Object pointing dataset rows
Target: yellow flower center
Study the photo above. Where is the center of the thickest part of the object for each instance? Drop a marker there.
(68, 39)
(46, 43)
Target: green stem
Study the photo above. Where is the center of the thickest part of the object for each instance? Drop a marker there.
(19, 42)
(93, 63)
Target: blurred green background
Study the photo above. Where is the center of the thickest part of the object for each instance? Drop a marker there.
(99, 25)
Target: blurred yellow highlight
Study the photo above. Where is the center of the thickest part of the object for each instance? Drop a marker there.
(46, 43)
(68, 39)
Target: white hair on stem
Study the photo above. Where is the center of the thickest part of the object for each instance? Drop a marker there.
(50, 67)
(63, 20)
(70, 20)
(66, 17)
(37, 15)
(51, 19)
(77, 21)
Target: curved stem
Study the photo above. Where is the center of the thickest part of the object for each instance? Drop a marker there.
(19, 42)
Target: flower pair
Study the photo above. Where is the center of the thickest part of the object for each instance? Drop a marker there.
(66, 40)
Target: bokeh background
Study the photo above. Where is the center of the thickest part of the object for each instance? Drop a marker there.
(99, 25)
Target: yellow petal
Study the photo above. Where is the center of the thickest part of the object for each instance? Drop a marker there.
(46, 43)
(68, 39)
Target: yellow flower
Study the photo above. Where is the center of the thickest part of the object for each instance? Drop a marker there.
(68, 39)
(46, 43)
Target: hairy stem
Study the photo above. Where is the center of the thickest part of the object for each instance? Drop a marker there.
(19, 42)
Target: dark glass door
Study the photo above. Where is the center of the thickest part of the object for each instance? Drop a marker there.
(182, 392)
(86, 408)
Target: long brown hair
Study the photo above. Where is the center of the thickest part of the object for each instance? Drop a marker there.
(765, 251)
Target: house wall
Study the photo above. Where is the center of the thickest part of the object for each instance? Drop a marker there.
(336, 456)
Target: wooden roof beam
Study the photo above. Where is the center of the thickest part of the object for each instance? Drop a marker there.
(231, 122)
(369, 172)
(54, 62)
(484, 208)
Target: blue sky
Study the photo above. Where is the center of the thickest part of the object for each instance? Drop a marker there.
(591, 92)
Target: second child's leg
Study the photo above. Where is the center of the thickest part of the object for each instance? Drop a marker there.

[Aim]
Rewrite all of the data above, replacing "Drop a marker there" with "Mark that spot" everywhere it occurs and leaving everything else unchanged.

[Solution to the exercise]
Target: yellow flower center
Study the photo above. Where is the center of the thickest part of the object for each instance? Mark that spot.
(68, 39)
(46, 43)
Target: green stem
Study the photo above. Where is the center of the thickest part of the object for each instance? Mark that spot.
(19, 42)
(93, 63)
Target: blurred green background
Study the photo above. Where is the center of the thickest part of the object for each instance? Mark that spot.
(99, 25)
Target: blurred yellow highlight
Study the photo above. Where is the center of the thickest part of the object for each instance? Mark that spot.
(46, 43)
(68, 39)
Target: white hair on stem
Study the photo above. Where is the center of the thickest part of the object for each instance? Mark that spot.
(50, 67)
(63, 20)
(70, 20)
(66, 17)
(37, 15)
(51, 19)
(77, 21)
Target: curved stem
Study the photo above. Where is the center of the thickest part of the object for each instance? Mark that spot.
(19, 42)
Target: flower pair
Study the photo above. Where is the center of the thickest part of the object for each instance? Mark that spot.
(66, 40)
Target: bokeh background
Study the photo above. Where is the center of the thickest part of the object for each instance? Mark that spot.
(99, 25)
Target: yellow petal
Study the photo above. Where is the center of the thickest part of the object for each instance? Mark that spot.
(46, 43)
(68, 39)
Target: yellow flower
Study the photo above. Where is the center of the thickest part of the object for each instance? Mark that spot.
(68, 39)
(46, 43)
Target: hairy stem
Study the photo above. Where is the center of the thickest part of the object for each instance? Mark that spot.
(19, 42)
Target: dark glass door
Study the photo above. Where is the center of the thickest part of the object for each instance? Mark that spot.
(182, 392)
(86, 408)
Target: long brown hair
Study the photo above. Where is the center of the thickest part of the object for each instance? Mark that spot.
(765, 251)
Target: house wall
Study the photo above. Where is the center of the thickest part of the object for each instance? Mark that spot.
(336, 456)
Target: wooden roof beam
Study the photo above. Where is the center of the thickest part of the object for each instance? Mark that spot.
(231, 122)
(369, 172)
(54, 62)
(484, 208)
Target: blue sky
Study the photo above. Where is the center of the thickest part of the object for each instance? Mark that spot.
(591, 92)
Target: second child's leg
Study the photo above. Where is the center of the thickest part of the object for each instance? Mark that spot.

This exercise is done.